**Brief:** Could you arrange the material as a JSON list of strings, one string per line with blank lines left out, starting at the line that contains "486, row 659." and ending at the line that contains "column 33, row 321", with both of those lines included?
##### Material provided #####
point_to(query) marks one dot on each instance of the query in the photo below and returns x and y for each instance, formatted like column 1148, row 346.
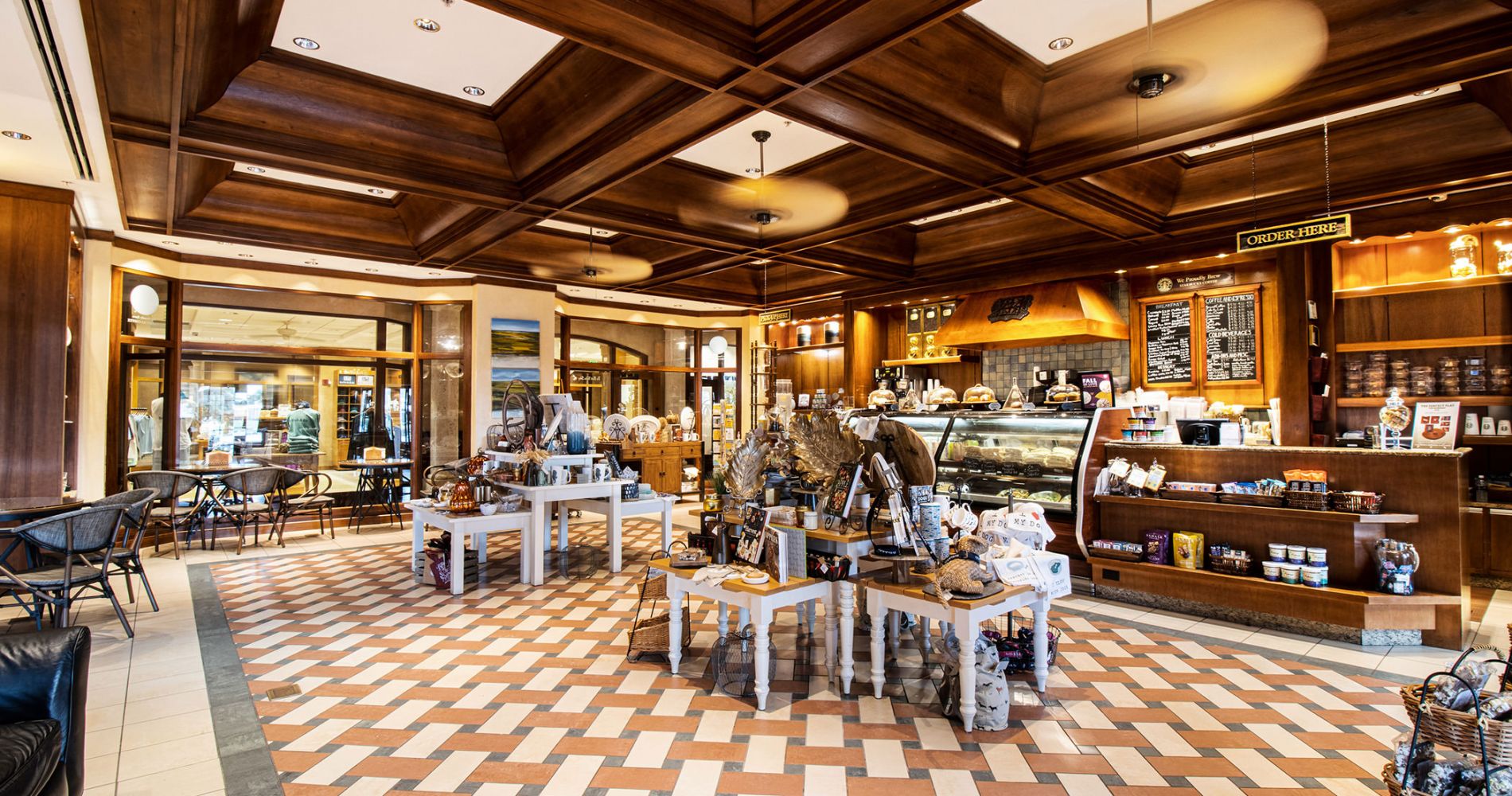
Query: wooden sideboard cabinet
column 661, row 463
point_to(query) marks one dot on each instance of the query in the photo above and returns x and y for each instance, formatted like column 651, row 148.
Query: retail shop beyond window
column 283, row 377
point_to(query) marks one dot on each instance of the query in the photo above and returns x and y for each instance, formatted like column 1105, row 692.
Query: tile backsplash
column 1000, row 368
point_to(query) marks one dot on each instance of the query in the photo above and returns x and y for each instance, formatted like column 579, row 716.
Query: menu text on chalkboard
column 1167, row 342
column 1229, row 337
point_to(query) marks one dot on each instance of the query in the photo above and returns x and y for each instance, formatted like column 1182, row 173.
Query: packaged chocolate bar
column 1187, row 550
column 1157, row 547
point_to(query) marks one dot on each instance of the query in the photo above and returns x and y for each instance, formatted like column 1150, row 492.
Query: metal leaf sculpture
column 742, row 474
column 821, row 443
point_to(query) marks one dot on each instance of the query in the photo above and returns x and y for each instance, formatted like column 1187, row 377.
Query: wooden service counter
column 1423, row 494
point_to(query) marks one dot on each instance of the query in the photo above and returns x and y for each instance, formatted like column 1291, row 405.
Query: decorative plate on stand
column 616, row 427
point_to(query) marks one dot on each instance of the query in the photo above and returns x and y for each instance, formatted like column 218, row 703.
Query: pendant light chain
column 1328, row 176
column 1254, row 183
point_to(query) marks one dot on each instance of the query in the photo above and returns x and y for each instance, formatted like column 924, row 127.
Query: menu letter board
column 1231, row 341
column 1167, row 342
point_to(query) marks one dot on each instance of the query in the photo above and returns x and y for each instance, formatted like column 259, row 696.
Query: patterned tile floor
column 527, row 690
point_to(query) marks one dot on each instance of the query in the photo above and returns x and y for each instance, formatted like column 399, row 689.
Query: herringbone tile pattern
column 514, row 689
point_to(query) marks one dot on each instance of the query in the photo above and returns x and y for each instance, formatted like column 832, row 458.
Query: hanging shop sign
column 774, row 317
column 1194, row 282
column 1300, row 232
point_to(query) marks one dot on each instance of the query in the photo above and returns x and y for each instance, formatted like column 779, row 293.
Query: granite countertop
column 1278, row 448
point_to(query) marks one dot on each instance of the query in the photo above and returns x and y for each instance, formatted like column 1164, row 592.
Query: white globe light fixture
column 144, row 300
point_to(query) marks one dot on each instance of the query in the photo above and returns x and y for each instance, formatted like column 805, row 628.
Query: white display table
column 475, row 525
column 967, row 618
column 660, row 505
column 542, row 498
column 759, row 601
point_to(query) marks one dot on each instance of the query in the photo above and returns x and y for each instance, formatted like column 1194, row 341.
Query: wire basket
column 734, row 663
column 650, row 633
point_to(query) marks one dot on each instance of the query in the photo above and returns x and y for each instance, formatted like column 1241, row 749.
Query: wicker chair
column 253, row 497
column 126, row 560
column 314, row 498
column 171, row 510
column 68, row 579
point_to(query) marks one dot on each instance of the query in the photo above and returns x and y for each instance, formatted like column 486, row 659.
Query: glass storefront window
column 144, row 306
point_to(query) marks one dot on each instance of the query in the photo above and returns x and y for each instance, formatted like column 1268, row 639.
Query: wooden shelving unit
column 1260, row 510
column 1413, row 345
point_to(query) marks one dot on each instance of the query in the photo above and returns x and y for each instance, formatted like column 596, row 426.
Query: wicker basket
column 1456, row 730
column 1364, row 503
column 1302, row 498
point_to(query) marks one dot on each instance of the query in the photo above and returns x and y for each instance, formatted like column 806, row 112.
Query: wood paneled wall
column 33, row 321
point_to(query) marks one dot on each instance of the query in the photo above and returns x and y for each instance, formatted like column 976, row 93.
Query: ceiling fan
column 594, row 267
column 786, row 205
column 1226, row 58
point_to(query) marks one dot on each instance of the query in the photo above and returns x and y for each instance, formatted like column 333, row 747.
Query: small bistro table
column 544, row 498
column 967, row 616
column 759, row 601
column 475, row 525
column 377, row 483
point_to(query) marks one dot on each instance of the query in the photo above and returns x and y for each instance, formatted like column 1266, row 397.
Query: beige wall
column 487, row 302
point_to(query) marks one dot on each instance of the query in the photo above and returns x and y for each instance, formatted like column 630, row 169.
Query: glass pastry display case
column 989, row 458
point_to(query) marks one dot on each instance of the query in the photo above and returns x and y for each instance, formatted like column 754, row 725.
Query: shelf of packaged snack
column 927, row 361
column 814, row 347
column 1219, row 584
column 1258, row 510
column 1436, row 342
column 1423, row 287
column 1409, row 400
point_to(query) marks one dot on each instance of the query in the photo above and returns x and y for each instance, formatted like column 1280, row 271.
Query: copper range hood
column 1054, row 314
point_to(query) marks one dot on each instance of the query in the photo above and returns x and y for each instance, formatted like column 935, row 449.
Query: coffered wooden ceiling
column 937, row 112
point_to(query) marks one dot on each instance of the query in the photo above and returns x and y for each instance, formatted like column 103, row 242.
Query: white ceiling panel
column 1033, row 25
column 472, row 45
column 734, row 150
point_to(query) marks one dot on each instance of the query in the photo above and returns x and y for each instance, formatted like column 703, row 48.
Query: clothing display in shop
column 372, row 431
column 141, row 431
column 304, row 428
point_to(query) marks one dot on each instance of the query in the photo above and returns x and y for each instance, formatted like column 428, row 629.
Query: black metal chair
column 70, row 577
column 312, row 498
column 168, row 512
column 126, row 560
column 253, row 497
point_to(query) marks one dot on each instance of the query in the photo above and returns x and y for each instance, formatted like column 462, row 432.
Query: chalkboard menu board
column 1231, row 339
column 1167, row 342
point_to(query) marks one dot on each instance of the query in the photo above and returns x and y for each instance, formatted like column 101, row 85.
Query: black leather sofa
column 45, row 678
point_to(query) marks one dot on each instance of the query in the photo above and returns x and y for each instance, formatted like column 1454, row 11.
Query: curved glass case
column 991, row 458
#####
**Output for this task:**
[
  "point_to(query) marks one dot on each instance of the query in the photo above and returns x and y for each instance, formatted like column 486, row 659.",
  "Query: glass storefront window",
  "column 144, row 306",
  "point_to(query) marks one dot on each instance of the query in the photo above and returns x and y for each instance, formatted like column 1268, row 639.",
  "Query: wooden shelving unit",
  "column 1260, row 510",
  "column 1413, row 345",
  "point_to(query) marks one dot on each instance of the query in the photo above and returns x and y for each instance, formatted like column 596, row 426.",
  "Query: wicker basket",
  "column 1456, row 730",
  "column 1364, row 503",
  "column 1302, row 498",
  "point_to(query) marks one dot on each instance of the query in the photo above and returns x and y for each instance, formatted like column 806, row 112.",
  "Query: wood paneled wall",
  "column 33, row 321"
]